• June 21st 2012, 02:00 AM
SVDM
Hi All,

I am doing a Precalculus course and this exercise is from schaum's outlines Precalculus textbook.

Please can someone help me understand how this guy came to his conclusion?

• June 21st 2012, 02:19 AM
Goku
$\frac{1}{h}(\frac{1}{\sqrt{x+h}}-\frac{1}{\sqrt{x}})$

$=\frac{1}{h}\left(\frac{\sqrt{x}-\sqrt{x+h}}{\sqrt{x(x+h)}}\right)$

$=\frac{1}{h}\left(\frac{\sqrt{x}-\sqrt{x+h}}{\sqrt{x(x+h)}}\right)\left( \frac{\sqrt{x}+\sqrt{x+h}}{\sqrt{x}+\sqrt{x+h}} \right)$

$=\frac{1}{h}\left(\frac{x -x-h}{\sqrt{x(x+h)}}\right)\left( \frac{1}{\sqrt{x}+\sqrt{x+h}} \right)$

Now continue from there....(Evilgrin)
• June 21st 2012, 02:41 AM
biffboy
Quote:

Originally Posted by SVDM
Hi All,

I am doing a Precalculus course and this exercise is from schaum's outlines Precalculus textbook.

Please can someone help me understand how this guy came to his conclusion?

Multiply numerator and denominator by root(x+h)root(x) Then multiply numerator and denominator by root(x)+root(x+h)
• June 21st 2012, 02:56 AM
SVDM
Hallo ou maat!

Thanks very much as I analyze this for the next 3 hours....

I never seen this done before! Not in the textbook anyway.

Stan
• June 21st 2012, 03:51 AM
Goku
Remember that $a^2 - b^2 = (a-b)(a+b)$...
• June 21st 2012, 12:03 PM
SVDM
Hi Guys thanks for the help!

I have another one that I can not solve. I don't find much help in text book and it does not help trying my own dodgy thinks so I hope to learn something from you all.

This time the stuffed me up with this...

▶ _Stored data_
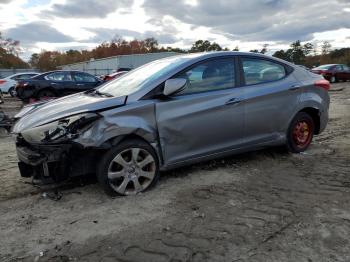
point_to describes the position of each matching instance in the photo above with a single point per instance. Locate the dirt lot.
(262, 206)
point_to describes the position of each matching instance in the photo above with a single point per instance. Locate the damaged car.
(169, 113)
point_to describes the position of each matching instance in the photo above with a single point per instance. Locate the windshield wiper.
(102, 93)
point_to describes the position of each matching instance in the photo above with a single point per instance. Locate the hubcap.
(302, 134)
(131, 171)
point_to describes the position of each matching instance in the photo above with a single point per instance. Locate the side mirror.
(173, 86)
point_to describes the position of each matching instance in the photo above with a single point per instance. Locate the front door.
(84, 81)
(206, 117)
(271, 96)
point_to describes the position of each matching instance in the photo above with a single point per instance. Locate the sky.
(83, 24)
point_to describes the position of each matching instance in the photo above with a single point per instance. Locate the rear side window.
(83, 77)
(59, 76)
(257, 71)
(26, 76)
(339, 68)
(208, 76)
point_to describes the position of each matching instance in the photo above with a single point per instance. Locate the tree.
(236, 48)
(326, 47)
(204, 46)
(282, 55)
(9, 49)
(264, 49)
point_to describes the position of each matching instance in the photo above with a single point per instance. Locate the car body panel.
(206, 115)
(185, 129)
(339, 71)
(64, 107)
(31, 88)
(11, 80)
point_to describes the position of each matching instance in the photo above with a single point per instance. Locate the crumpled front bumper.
(43, 161)
(56, 162)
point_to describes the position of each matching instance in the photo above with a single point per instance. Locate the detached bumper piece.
(55, 162)
(44, 162)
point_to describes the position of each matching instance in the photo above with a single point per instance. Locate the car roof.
(23, 73)
(205, 55)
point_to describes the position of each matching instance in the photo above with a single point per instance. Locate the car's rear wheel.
(12, 92)
(300, 133)
(45, 94)
(130, 168)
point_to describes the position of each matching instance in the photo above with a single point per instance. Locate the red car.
(333, 72)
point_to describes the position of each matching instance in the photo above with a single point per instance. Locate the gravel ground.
(262, 206)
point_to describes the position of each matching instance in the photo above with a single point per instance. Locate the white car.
(7, 84)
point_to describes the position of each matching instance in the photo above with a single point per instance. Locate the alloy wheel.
(302, 133)
(131, 171)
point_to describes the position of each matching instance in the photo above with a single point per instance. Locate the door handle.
(233, 101)
(294, 87)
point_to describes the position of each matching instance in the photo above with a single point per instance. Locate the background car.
(114, 75)
(170, 113)
(7, 84)
(56, 84)
(333, 72)
(1, 97)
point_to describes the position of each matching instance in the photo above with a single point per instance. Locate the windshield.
(324, 67)
(138, 78)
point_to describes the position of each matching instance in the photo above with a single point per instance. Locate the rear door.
(84, 81)
(346, 72)
(206, 117)
(271, 95)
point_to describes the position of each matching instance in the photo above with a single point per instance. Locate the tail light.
(323, 83)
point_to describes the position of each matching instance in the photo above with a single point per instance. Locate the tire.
(45, 93)
(119, 173)
(300, 133)
(12, 92)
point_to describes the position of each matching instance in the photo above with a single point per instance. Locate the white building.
(107, 65)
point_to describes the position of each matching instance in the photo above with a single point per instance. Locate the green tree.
(204, 46)
(326, 47)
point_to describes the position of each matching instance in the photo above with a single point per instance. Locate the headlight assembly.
(61, 130)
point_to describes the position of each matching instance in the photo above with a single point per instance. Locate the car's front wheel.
(129, 168)
(300, 133)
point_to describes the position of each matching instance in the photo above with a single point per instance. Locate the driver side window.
(208, 76)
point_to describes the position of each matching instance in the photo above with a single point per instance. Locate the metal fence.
(98, 71)
(7, 72)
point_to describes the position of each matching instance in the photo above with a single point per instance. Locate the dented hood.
(64, 107)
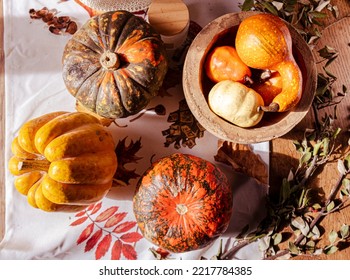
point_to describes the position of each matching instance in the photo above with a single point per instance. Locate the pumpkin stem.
(273, 107)
(110, 60)
(181, 209)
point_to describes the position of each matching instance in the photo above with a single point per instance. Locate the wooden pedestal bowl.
(197, 85)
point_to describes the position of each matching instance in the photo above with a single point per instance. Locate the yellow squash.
(63, 161)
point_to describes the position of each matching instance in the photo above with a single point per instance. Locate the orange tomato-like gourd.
(223, 63)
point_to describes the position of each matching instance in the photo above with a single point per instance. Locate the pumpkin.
(223, 63)
(182, 203)
(269, 88)
(114, 64)
(263, 41)
(63, 161)
(236, 103)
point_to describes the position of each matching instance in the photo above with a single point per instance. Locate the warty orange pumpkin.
(114, 64)
(182, 203)
(63, 161)
(263, 41)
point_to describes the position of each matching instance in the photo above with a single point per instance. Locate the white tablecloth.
(34, 86)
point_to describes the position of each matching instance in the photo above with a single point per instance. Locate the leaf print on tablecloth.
(126, 154)
(107, 232)
(185, 128)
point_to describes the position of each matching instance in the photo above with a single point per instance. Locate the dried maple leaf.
(243, 160)
(126, 154)
(184, 128)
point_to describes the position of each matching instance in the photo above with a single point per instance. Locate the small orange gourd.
(223, 63)
(263, 41)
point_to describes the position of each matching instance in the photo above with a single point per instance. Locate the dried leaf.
(123, 227)
(331, 250)
(160, 254)
(243, 160)
(85, 234)
(126, 154)
(103, 246)
(96, 208)
(116, 250)
(129, 252)
(79, 221)
(115, 219)
(93, 240)
(330, 206)
(131, 237)
(341, 167)
(106, 214)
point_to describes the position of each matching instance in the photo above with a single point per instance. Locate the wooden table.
(283, 155)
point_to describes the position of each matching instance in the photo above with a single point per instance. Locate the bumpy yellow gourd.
(63, 161)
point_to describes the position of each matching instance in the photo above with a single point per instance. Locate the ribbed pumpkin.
(182, 203)
(63, 161)
(114, 64)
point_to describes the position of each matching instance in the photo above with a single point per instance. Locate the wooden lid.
(168, 17)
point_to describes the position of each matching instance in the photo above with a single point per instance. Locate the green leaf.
(341, 167)
(332, 237)
(277, 238)
(344, 231)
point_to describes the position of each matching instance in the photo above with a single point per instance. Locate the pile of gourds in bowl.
(113, 66)
(249, 77)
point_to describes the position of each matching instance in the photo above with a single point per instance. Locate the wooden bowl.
(197, 85)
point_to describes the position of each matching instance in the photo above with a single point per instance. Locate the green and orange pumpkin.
(182, 203)
(114, 64)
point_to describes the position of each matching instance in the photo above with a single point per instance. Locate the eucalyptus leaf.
(332, 237)
(247, 5)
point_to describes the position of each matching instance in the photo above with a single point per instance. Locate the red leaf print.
(85, 233)
(80, 213)
(103, 246)
(79, 221)
(116, 250)
(129, 252)
(93, 240)
(112, 221)
(106, 214)
(124, 227)
(96, 208)
(131, 237)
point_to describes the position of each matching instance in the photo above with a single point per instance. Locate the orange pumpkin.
(263, 41)
(182, 203)
(63, 161)
(223, 63)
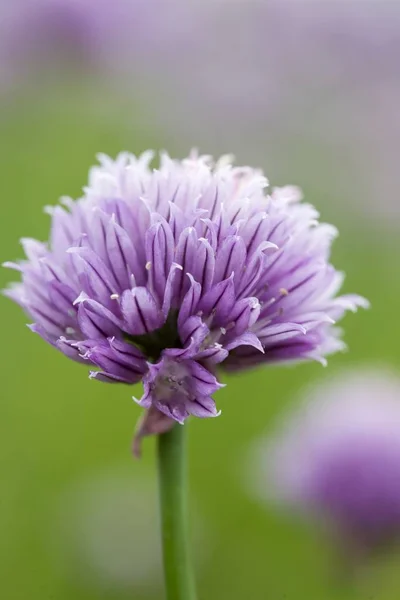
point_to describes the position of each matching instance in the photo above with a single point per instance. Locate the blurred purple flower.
(338, 458)
(160, 275)
(97, 35)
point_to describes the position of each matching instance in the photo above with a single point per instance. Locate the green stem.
(179, 579)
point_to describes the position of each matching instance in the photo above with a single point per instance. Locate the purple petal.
(140, 311)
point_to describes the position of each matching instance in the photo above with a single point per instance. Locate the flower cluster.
(337, 459)
(161, 274)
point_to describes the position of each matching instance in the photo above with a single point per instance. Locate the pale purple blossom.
(336, 459)
(105, 39)
(162, 274)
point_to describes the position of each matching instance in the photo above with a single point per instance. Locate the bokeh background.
(308, 90)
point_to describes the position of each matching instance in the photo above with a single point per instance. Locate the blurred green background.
(76, 511)
(78, 515)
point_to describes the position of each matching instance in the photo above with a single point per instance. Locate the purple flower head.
(338, 458)
(161, 274)
(98, 35)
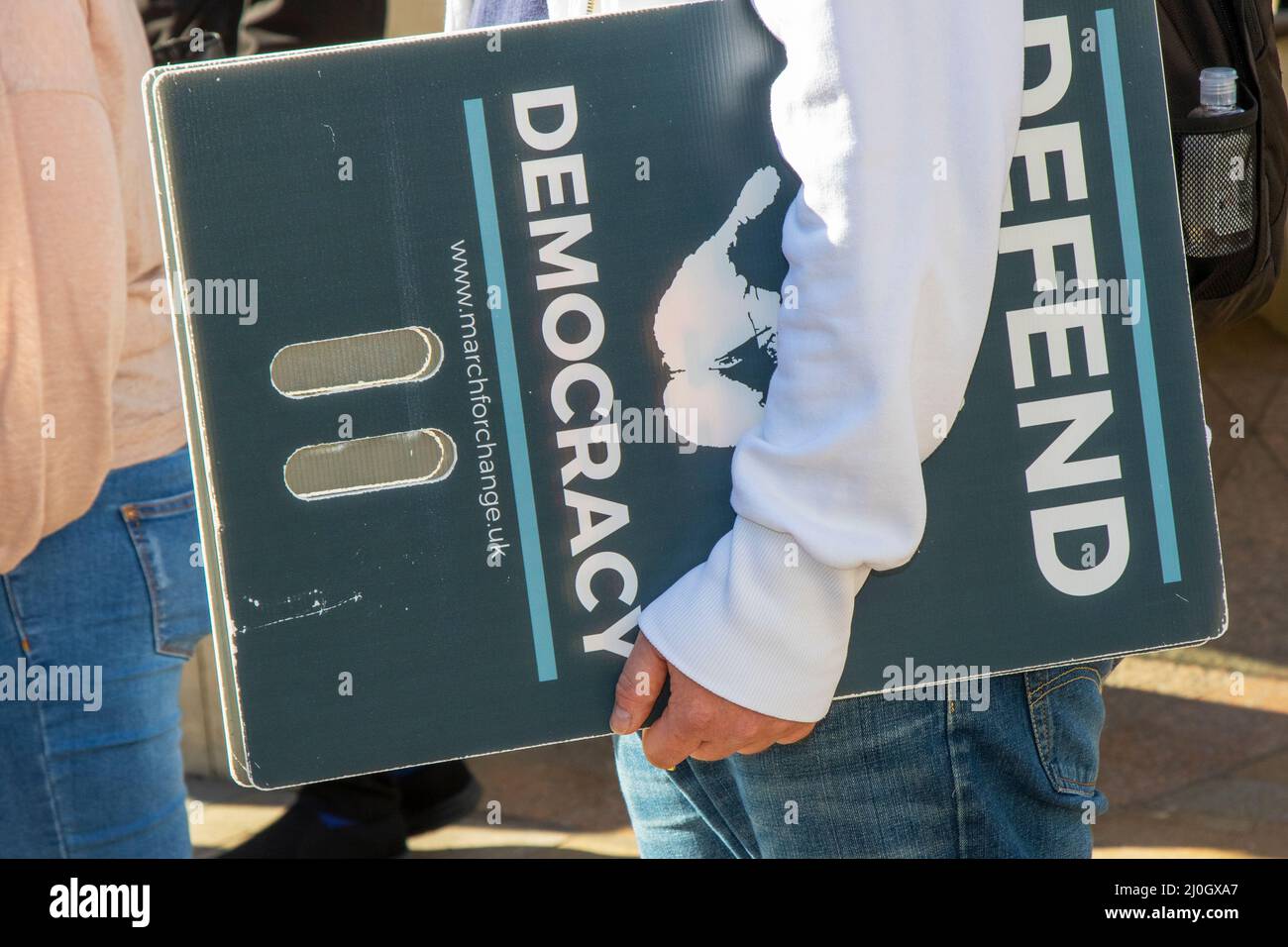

▶ _Objective A_
In the forum thread, swap "textbook" for "workbook" and write out the passage from "I never seen" up to and including "for the help!".
▶ _Objective B_
Answer these questions from the forum thread:
(i) Which textbook is SVDM's exercise from?
(ii) In biffboy's reply, what should the numerator and denominator be multiplied by first?
(iii) In Goku's second post, what identity does Goku say to remember?

▶ _Exercise result A_
I never seen this done before! Not in the workbook anyway.

Stan
• June 21st 2012, 03:51 AM
Goku
Remember that $a^2 - b^2 = (a-b)(a+b)$...
• June 21st 2012, 12:03 PM
SVDM
Hi Guys thanks for the help!

▶ _Exercise result B_
(i) Schaum's Outlines Precalculus textbook
(ii) root(x+h)root(x)
(iii) a^2 - b^2 = (a-b)(a+b)